### [Given entries]
- - -
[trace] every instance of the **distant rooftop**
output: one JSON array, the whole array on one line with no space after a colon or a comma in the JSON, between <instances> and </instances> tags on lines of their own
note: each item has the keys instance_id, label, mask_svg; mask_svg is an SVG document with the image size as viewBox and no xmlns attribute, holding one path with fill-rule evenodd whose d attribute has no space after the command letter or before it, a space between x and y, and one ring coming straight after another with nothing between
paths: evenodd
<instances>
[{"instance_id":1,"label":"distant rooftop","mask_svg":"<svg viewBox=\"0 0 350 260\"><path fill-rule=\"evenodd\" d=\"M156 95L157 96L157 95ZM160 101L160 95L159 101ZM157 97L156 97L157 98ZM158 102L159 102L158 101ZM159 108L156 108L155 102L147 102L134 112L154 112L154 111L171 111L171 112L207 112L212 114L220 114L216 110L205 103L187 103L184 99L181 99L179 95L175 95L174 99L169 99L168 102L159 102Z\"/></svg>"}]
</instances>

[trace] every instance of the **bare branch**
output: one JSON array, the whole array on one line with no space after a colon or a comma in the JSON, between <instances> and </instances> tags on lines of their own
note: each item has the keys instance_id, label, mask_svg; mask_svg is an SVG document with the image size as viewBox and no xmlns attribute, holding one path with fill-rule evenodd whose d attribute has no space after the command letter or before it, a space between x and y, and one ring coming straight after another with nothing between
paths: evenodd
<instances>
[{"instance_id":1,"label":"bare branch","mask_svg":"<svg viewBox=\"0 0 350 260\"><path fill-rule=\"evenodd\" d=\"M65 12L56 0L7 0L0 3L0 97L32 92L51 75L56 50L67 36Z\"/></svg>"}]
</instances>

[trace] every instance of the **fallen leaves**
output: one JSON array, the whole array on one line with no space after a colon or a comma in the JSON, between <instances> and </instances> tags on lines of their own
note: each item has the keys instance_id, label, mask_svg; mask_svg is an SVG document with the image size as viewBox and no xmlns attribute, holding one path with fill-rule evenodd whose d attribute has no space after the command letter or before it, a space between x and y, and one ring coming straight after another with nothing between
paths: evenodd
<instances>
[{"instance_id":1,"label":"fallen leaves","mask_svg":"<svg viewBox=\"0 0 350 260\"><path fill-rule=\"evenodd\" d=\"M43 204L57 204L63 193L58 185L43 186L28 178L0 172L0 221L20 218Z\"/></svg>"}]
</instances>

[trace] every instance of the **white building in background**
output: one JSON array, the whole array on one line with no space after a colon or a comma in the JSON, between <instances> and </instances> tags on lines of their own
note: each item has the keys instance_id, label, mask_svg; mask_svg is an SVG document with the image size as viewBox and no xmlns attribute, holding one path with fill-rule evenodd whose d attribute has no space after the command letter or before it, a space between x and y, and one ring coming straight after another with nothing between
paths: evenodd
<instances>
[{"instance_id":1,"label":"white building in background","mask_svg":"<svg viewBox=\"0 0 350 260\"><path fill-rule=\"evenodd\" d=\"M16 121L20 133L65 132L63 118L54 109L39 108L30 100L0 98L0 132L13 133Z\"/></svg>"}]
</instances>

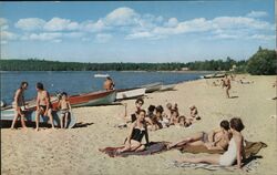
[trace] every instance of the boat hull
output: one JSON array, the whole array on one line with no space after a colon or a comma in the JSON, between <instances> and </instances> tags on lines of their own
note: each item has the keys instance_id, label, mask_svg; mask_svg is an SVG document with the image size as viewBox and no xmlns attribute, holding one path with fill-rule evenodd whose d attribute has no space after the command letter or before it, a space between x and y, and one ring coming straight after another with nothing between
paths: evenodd
<instances>
[{"instance_id":1,"label":"boat hull","mask_svg":"<svg viewBox=\"0 0 277 175\"><path fill-rule=\"evenodd\" d=\"M141 87L146 89L145 93L152 93L152 92L158 91L162 87L162 83L146 84L146 85L142 85Z\"/></svg>"},{"instance_id":2,"label":"boat hull","mask_svg":"<svg viewBox=\"0 0 277 175\"><path fill-rule=\"evenodd\" d=\"M33 110L29 110L29 111L24 111L25 114L25 120L28 122L35 122L35 111ZM60 126L61 124L61 113L59 111L53 111L52 112L53 115L53 123L55 126ZM14 109L9 109L9 110L3 110L1 111L1 121L12 121L14 117ZM50 119L48 116L40 116L40 123L50 123ZM69 124L68 127L71 128L75 125L76 123L76 119L74 116L73 113L70 113L69 116Z\"/></svg>"},{"instance_id":3,"label":"boat hull","mask_svg":"<svg viewBox=\"0 0 277 175\"><path fill-rule=\"evenodd\" d=\"M146 89L131 89L131 90L119 90L116 93L116 100L134 99L145 95Z\"/></svg>"}]
</instances>

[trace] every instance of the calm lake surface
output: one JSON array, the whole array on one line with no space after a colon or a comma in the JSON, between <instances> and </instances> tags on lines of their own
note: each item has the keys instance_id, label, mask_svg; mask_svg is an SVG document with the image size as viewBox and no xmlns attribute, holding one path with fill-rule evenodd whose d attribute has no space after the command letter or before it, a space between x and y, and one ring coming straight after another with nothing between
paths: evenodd
<instances>
[{"instance_id":1,"label":"calm lake surface","mask_svg":"<svg viewBox=\"0 0 277 175\"><path fill-rule=\"evenodd\" d=\"M35 83L42 82L50 93L68 92L69 94L85 93L102 90L105 78L94 78L94 74L109 74L116 89L135 87L154 82L163 84L197 80L204 73L181 72L117 72L117 71L72 71L72 72L1 72L1 101L11 103L14 91L22 81L29 83L25 100L35 97Z\"/></svg>"}]
</instances>

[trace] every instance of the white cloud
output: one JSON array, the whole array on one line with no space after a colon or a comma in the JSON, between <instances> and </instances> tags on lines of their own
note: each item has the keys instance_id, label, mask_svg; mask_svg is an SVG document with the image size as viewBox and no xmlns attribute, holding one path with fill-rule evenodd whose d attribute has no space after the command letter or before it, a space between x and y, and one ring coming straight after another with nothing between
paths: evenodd
<instances>
[{"instance_id":1,"label":"white cloud","mask_svg":"<svg viewBox=\"0 0 277 175\"><path fill-rule=\"evenodd\" d=\"M246 17L249 17L249 18L263 18L267 16L268 13L266 11L252 11L246 14Z\"/></svg>"},{"instance_id":2,"label":"white cloud","mask_svg":"<svg viewBox=\"0 0 277 175\"><path fill-rule=\"evenodd\" d=\"M9 31L1 31L1 40L17 40L18 34L9 32Z\"/></svg>"},{"instance_id":3,"label":"white cloud","mask_svg":"<svg viewBox=\"0 0 277 175\"><path fill-rule=\"evenodd\" d=\"M34 31L43 29L45 21L39 18L20 19L14 25L21 30Z\"/></svg>"},{"instance_id":4,"label":"white cloud","mask_svg":"<svg viewBox=\"0 0 277 175\"><path fill-rule=\"evenodd\" d=\"M78 30L79 23L69 19L52 18L43 27L47 31Z\"/></svg>"},{"instance_id":5,"label":"white cloud","mask_svg":"<svg viewBox=\"0 0 277 175\"><path fill-rule=\"evenodd\" d=\"M249 39L255 39L255 40L276 40L276 35L254 34L254 35L250 35Z\"/></svg>"},{"instance_id":6,"label":"white cloud","mask_svg":"<svg viewBox=\"0 0 277 175\"><path fill-rule=\"evenodd\" d=\"M100 32L105 29L107 29L107 27L102 19L98 20L96 22L85 21L81 24L81 30L88 32Z\"/></svg>"},{"instance_id":7,"label":"white cloud","mask_svg":"<svg viewBox=\"0 0 277 175\"><path fill-rule=\"evenodd\" d=\"M7 44L7 43L8 43L8 41L1 40L1 44Z\"/></svg>"},{"instance_id":8,"label":"white cloud","mask_svg":"<svg viewBox=\"0 0 277 175\"><path fill-rule=\"evenodd\" d=\"M55 41L62 37L62 33L53 32L53 33L31 33L29 35L30 40L39 40L39 41Z\"/></svg>"},{"instance_id":9,"label":"white cloud","mask_svg":"<svg viewBox=\"0 0 277 175\"><path fill-rule=\"evenodd\" d=\"M99 33L95 37L96 42L99 42L99 43L105 43L105 42L110 41L112 38L113 38L113 35L109 34L109 33Z\"/></svg>"},{"instance_id":10,"label":"white cloud","mask_svg":"<svg viewBox=\"0 0 277 175\"><path fill-rule=\"evenodd\" d=\"M117 8L105 17L105 22L111 25L131 25L137 22L140 14L131 8Z\"/></svg>"}]
</instances>

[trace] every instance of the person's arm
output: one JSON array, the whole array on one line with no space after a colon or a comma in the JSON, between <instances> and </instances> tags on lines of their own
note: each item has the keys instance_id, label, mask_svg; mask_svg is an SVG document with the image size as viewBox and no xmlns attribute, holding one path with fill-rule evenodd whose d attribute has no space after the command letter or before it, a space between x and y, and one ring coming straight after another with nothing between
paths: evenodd
<instances>
[{"instance_id":1,"label":"person's arm","mask_svg":"<svg viewBox=\"0 0 277 175\"><path fill-rule=\"evenodd\" d=\"M40 97L39 97L39 94L37 96L37 103L35 103L35 105L37 105L37 110L40 110Z\"/></svg>"},{"instance_id":2,"label":"person's arm","mask_svg":"<svg viewBox=\"0 0 277 175\"><path fill-rule=\"evenodd\" d=\"M133 134L134 127L135 127L135 122L132 124L131 130L130 130L129 135L127 135L126 143L129 143L130 146L131 146L131 136Z\"/></svg>"},{"instance_id":3,"label":"person's arm","mask_svg":"<svg viewBox=\"0 0 277 175\"><path fill-rule=\"evenodd\" d=\"M18 101L19 101L20 90L17 90L14 95L14 109L18 109Z\"/></svg>"},{"instance_id":4,"label":"person's arm","mask_svg":"<svg viewBox=\"0 0 277 175\"><path fill-rule=\"evenodd\" d=\"M68 105L69 105L69 110L71 111L71 109L72 109L72 107L71 107L71 104L70 104L70 102L69 102L69 101L68 101Z\"/></svg>"},{"instance_id":5,"label":"person's arm","mask_svg":"<svg viewBox=\"0 0 277 175\"><path fill-rule=\"evenodd\" d=\"M242 168L242 136L235 137L236 146L237 146L237 167Z\"/></svg>"},{"instance_id":6,"label":"person's arm","mask_svg":"<svg viewBox=\"0 0 277 175\"><path fill-rule=\"evenodd\" d=\"M148 136L148 131L147 131L146 124L145 124L145 141L146 141L146 145L148 145L148 143L150 143L150 136Z\"/></svg>"},{"instance_id":7,"label":"person's arm","mask_svg":"<svg viewBox=\"0 0 277 175\"><path fill-rule=\"evenodd\" d=\"M45 93L47 93L47 94L45 94L47 109L45 109L45 111L44 111L44 115L48 114L48 110L49 110L49 106L50 106L50 96L49 96L49 93L48 93L48 92L45 92Z\"/></svg>"}]
</instances>

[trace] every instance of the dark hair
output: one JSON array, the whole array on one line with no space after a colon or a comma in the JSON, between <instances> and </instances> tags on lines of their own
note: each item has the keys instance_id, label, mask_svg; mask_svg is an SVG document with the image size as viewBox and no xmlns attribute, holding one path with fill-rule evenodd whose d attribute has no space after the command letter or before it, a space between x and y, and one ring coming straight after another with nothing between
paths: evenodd
<instances>
[{"instance_id":1,"label":"dark hair","mask_svg":"<svg viewBox=\"0 0 277 175\"><path fill-rule=\"evenodd\" d=\"M161 112L161 113L163 113L163 112L164 112L163 106L162 106L162 105L156 106L156 112Z\"/></svg>"},{"instance_id":2,"label":"dark hair","mask_svg":"<svg viewBox=\"0 0 277 175\"><path fill-rule=\"evenodd\" d=\"M135 101L135 103L140 103L140 102L142 102L142 104L144 104L144 101L143 101L142 97L137 97L136 101Z\"/></svg>"},{"instance_id":3,"label":"dark hair","mask_svg":"<svg viewBox=\"0 0 277 175\"><path fill-rule=\"evenodd\" d=\"M181 115L179 117L178 117L178 123L181 122L181 120L186 120L186 117L185 117L185 115Z\"/></svg>"},{"instance_id":4,"label":"dark hair","mask_svg":"<svg viewBox=\"0 0 277 175\"><path fill-rule=\"evenodd\" d=\"M61 95L65 95L65 96L68 96L68 93L66 92L62 92L62 94Z\"/></svg>"},{"instance_id":5,"label":"dark hair","mask_svg":"<svg viewBox=\"0 0 277 175\"><path fill-rule=\"evenodd\" d=\"M43 89L43 84L42 84L41 82L38 82L38 83L37 83L37 89L39 89L39 90L44 90L44 89Z\"/></svg>"},{"instance_id":6,"label":"dark hair","mask_svg":"<svg viewBox=\"0 0 277 175\"><path fill-rule=\"evenodd\" d=\"M226 120L223 120L223 121L220 122L220 126L222 126L224 130L228 131L228 130L229 130L229 122L226 121Z\"/></svg>"},{"instance_id":7,"label":"dark hair","mask_svg":"<svg viewBox=\"0 0 277 175\"><path fill-rule=\"evenodd\" d=\"M144 114L146 114L146 111L145 110L140 110L140 113L143 112Z\"/></svg>"},{"instance_id":8,"label":"dark hair","mask_svg":"<svg viewBox=\"0 0 277 175\"><path fill-rule=\"evenodd\" d=\"M154 105L152 105L152 104L148 106L148 111L151 111L151 112L153 112L155 109L156 107Z\"/></svg>"},{"instance_id":9,"label":"dark hair","mask_svg":"<svg viewBox=\"0 0 277 175\"><path fill-rule=\"evenodd\" d=\"M22 89L24 84L28 85L28 82L21 82L20 89Z\"/></svg>"},{"instance_id":10,"label":"dark hair","mask_svg":"<svg viewBox=\"0 0 277 175\"><path fill-rule=\"evenodd\" d=\"M236 130L237 132L240 132L244 130L244 124L243 121L239 117L233 117L229 121L229 126L234 130Z\"/></svg>"}]
</instances>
- - -
### [Task to carry out]
Please count the lines of the entries that contain the word "lake", treating case as significant, and give only the number.

### [Task result]
2